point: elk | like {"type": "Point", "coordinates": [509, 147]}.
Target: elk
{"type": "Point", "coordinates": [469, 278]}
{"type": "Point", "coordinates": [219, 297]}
--
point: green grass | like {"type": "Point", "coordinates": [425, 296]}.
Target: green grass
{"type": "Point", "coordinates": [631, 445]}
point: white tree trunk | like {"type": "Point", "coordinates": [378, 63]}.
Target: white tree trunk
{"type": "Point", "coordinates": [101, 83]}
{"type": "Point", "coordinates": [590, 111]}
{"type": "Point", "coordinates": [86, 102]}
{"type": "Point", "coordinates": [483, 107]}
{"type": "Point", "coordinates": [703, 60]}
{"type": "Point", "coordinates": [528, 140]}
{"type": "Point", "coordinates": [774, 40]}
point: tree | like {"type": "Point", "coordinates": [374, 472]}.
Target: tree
--
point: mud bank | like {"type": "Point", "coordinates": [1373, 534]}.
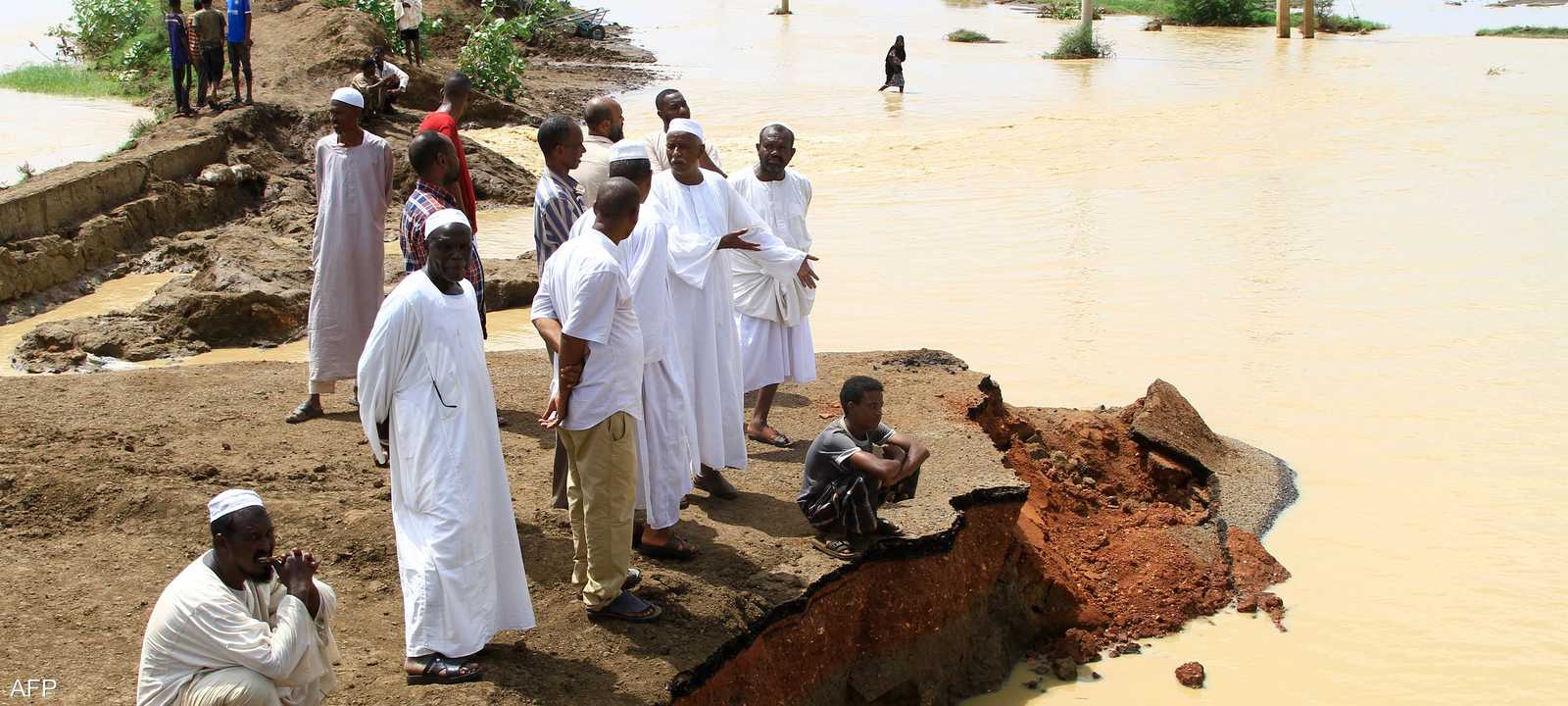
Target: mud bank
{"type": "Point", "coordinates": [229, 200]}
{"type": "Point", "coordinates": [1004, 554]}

REQUIRED TASK
Can you arrange the lines between the one holding "point: tree |" and the one holding "Target: tree", inclusive, as a numbered list with any blank lines left out?

THE SOLUTION
1. point: tree | like {"type": "Point", "coordinates": [374, 472]}.
2. Target: tree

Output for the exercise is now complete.